- WHAT YOU WILL DO: Lay out the lines of the data below as a numbered list, starting with the line that contains "Report one point per instance of the protest" and going on through the line that contains "234], [189, 144]]". Leave out any blank lines.

---

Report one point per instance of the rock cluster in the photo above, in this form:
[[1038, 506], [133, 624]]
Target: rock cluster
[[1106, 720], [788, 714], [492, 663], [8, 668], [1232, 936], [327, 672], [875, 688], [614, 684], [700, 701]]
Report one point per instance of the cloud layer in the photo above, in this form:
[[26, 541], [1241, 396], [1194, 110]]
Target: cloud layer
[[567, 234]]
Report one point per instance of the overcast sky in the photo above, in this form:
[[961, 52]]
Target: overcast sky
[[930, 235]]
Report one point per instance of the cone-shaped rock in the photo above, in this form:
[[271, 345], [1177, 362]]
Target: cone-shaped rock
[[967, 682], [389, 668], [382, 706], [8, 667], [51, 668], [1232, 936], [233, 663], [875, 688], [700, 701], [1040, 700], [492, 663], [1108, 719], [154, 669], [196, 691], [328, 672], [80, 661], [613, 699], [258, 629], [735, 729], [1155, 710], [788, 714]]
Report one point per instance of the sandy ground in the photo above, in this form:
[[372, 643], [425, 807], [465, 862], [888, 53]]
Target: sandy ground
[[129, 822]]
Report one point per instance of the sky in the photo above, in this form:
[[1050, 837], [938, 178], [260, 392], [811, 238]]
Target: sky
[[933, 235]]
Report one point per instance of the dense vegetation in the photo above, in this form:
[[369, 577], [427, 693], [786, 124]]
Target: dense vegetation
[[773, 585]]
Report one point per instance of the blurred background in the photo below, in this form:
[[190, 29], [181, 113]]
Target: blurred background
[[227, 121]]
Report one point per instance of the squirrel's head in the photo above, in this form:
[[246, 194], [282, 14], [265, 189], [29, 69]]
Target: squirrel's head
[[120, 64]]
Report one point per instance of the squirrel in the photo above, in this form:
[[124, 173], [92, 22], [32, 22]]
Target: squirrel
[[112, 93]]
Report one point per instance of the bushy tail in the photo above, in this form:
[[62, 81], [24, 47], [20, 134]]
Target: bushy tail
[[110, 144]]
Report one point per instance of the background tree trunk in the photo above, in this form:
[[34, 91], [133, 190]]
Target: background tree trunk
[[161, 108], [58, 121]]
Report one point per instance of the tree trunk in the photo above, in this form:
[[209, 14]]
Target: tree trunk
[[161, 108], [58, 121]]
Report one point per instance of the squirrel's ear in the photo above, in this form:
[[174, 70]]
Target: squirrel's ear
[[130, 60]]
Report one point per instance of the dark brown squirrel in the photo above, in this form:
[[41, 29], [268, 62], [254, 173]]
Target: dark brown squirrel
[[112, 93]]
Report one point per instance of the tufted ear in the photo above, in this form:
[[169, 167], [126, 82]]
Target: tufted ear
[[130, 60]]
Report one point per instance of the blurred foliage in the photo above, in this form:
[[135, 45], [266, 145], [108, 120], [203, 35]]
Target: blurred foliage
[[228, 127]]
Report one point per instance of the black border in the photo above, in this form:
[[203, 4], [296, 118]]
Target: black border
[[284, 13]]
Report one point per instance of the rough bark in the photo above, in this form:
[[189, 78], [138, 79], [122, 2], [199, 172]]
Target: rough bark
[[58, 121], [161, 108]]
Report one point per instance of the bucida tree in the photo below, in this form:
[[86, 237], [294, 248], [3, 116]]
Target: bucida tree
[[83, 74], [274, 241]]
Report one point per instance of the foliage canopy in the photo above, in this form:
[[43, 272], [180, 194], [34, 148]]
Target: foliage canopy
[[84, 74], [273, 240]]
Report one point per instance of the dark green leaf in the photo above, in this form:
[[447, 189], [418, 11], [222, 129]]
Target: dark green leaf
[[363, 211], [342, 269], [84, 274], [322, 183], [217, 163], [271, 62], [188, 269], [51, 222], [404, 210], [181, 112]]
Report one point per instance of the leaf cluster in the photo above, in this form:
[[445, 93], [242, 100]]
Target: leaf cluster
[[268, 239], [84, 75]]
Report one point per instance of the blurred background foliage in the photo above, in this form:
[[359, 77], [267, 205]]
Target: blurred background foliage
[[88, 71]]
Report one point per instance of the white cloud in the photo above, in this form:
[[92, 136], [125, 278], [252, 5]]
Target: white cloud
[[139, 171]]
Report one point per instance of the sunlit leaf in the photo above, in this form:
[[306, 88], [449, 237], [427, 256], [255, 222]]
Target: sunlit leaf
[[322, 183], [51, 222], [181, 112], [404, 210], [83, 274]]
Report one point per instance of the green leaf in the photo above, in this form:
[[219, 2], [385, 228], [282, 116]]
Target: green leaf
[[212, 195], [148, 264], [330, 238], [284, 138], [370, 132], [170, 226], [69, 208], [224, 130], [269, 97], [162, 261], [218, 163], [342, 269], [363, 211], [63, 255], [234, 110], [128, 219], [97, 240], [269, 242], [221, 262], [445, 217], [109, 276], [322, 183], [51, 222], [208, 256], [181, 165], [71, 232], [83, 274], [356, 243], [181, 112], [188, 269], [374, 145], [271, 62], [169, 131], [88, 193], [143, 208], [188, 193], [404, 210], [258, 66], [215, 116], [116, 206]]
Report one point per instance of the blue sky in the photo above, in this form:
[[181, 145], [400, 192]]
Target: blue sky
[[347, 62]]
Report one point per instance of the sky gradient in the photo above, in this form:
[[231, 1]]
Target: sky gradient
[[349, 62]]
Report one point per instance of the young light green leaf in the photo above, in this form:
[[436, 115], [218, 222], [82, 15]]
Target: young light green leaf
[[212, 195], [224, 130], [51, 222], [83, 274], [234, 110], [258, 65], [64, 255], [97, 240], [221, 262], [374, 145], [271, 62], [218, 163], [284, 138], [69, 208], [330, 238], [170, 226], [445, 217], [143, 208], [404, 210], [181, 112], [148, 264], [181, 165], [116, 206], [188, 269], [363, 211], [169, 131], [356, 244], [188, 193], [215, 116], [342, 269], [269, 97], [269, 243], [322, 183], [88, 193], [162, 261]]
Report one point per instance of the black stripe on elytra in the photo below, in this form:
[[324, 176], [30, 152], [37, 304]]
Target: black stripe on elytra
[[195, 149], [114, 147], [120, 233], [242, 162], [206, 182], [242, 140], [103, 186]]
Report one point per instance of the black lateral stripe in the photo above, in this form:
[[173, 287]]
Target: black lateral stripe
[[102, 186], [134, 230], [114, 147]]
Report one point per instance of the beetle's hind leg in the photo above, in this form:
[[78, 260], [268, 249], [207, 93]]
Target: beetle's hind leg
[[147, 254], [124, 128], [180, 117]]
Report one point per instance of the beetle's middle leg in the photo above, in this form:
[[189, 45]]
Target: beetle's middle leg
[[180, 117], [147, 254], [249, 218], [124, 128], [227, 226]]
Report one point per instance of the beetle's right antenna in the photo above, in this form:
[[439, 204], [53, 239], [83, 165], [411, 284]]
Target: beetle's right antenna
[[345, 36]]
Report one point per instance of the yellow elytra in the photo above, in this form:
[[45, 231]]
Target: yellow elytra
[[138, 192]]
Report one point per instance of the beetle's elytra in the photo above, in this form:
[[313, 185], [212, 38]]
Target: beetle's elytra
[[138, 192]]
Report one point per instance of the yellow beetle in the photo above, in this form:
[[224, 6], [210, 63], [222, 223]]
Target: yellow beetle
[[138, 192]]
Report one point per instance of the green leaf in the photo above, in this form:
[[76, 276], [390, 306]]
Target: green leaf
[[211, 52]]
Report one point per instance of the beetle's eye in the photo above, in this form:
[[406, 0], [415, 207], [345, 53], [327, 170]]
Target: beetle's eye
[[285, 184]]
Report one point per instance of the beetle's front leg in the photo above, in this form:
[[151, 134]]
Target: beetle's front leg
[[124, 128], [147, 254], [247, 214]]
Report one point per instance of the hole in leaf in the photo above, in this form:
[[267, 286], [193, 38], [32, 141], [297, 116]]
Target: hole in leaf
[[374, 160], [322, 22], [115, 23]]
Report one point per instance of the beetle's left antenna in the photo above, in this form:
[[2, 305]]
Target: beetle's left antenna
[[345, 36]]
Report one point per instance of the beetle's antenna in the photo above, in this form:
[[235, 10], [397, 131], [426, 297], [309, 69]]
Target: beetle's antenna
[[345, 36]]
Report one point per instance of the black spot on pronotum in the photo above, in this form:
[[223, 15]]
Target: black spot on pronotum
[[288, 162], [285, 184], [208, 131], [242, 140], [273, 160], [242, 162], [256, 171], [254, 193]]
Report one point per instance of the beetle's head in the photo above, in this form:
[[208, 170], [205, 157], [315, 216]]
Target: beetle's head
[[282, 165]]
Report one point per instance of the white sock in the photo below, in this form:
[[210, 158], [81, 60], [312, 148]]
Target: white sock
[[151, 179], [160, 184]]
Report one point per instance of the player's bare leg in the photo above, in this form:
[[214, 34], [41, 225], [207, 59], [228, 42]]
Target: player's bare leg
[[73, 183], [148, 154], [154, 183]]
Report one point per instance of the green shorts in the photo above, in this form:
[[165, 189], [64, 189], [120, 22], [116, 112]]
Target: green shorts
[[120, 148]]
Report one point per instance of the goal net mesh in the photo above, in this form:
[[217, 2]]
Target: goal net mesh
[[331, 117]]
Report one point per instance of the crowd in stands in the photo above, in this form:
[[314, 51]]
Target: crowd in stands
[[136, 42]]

---

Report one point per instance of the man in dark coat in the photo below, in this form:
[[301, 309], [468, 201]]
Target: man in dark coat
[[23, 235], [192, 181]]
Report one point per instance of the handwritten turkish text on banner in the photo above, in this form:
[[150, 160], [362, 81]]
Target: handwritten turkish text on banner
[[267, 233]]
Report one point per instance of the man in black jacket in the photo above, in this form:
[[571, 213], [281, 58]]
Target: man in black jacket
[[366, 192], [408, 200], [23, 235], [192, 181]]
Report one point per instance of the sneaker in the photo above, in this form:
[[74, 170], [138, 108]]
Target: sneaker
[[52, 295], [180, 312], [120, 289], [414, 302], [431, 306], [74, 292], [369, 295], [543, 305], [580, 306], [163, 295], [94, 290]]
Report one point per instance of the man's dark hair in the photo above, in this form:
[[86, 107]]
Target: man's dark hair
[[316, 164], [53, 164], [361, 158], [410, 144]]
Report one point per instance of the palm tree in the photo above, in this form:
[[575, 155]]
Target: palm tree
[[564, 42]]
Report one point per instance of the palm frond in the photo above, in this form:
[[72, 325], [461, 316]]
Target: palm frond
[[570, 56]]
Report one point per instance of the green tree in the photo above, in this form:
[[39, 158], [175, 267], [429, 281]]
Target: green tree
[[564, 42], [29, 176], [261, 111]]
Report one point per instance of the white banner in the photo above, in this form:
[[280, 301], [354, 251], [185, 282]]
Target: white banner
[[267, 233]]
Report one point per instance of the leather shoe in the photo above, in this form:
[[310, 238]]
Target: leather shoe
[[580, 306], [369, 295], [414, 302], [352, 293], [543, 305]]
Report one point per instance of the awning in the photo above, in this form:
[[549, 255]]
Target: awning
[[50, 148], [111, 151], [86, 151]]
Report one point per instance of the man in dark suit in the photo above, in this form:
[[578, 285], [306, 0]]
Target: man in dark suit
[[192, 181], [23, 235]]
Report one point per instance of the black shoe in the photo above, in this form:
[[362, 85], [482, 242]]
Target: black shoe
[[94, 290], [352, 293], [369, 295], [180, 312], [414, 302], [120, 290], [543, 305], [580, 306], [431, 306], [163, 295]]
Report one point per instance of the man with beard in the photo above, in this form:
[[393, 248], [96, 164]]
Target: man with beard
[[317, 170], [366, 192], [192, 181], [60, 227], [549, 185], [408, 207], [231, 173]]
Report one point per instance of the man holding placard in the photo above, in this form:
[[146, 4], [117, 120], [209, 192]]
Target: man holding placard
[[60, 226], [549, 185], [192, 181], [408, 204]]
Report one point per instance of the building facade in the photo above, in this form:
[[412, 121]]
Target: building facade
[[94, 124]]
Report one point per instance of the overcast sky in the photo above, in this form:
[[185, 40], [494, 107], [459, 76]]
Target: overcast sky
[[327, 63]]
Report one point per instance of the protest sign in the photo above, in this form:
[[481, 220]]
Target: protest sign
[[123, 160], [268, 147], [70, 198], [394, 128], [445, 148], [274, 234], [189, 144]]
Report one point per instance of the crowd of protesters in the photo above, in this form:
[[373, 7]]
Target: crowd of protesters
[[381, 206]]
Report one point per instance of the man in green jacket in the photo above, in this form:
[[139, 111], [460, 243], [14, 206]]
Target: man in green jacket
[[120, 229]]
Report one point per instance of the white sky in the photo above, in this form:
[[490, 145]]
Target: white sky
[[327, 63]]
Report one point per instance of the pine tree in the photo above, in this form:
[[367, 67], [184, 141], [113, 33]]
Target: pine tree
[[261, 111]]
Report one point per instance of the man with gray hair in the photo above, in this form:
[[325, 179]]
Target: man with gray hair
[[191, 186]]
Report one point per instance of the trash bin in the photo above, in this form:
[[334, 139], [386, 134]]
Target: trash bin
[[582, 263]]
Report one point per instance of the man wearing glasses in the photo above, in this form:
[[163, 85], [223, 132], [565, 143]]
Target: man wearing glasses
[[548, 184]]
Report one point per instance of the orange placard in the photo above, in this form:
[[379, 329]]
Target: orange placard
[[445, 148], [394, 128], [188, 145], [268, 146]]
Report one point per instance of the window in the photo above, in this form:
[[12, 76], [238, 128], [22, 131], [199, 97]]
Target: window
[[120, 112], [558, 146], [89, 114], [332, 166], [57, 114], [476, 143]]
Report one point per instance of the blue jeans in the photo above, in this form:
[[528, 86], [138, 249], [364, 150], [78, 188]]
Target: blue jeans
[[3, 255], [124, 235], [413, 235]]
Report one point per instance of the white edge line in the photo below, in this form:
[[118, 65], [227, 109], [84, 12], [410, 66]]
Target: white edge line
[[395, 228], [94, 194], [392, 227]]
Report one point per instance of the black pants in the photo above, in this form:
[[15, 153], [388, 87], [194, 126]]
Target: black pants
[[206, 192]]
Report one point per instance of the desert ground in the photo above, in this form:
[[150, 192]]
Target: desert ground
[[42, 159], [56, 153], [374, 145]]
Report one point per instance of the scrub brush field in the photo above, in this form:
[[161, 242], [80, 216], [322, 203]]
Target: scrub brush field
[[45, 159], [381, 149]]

---

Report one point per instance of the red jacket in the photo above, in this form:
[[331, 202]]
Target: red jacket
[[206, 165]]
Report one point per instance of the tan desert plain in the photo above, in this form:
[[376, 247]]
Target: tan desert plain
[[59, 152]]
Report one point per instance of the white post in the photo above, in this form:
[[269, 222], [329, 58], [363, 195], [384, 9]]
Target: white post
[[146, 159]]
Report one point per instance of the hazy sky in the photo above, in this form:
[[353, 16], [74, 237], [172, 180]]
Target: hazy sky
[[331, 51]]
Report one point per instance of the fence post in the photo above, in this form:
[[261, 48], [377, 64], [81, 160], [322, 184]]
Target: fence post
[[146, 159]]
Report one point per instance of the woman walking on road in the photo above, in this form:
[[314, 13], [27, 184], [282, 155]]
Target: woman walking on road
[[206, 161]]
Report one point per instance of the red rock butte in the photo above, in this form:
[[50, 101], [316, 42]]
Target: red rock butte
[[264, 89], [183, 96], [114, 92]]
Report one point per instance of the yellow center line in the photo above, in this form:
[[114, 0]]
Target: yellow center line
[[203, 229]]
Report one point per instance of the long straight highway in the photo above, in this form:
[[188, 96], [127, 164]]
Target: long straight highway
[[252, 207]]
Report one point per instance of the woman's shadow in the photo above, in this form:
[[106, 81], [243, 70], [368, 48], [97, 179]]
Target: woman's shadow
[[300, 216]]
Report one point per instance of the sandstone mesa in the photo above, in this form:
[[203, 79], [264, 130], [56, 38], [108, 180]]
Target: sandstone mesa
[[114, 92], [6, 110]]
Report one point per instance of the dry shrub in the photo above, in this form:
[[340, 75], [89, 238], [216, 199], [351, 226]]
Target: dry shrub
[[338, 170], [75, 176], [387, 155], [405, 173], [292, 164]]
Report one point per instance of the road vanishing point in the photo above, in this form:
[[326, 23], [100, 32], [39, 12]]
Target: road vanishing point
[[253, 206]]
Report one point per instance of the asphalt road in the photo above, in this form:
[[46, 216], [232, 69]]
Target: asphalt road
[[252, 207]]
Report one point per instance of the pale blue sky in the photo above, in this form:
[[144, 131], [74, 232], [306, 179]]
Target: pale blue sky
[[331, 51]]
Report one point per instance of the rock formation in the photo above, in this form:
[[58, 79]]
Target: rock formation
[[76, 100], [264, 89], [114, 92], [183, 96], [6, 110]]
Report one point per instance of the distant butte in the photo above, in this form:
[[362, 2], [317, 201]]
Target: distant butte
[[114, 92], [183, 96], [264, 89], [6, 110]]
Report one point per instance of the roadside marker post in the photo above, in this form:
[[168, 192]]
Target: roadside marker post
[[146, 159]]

---

- COMPLETED TASK:
1. Report one point per instance of the protest sign in the photo above, in this form:
2. [[481, 220]]
3. Target: protest sign
4. [[123, 160], [268, 147], [70, 198], [394, 128], [445, 148], [274, 234], [189, 144]]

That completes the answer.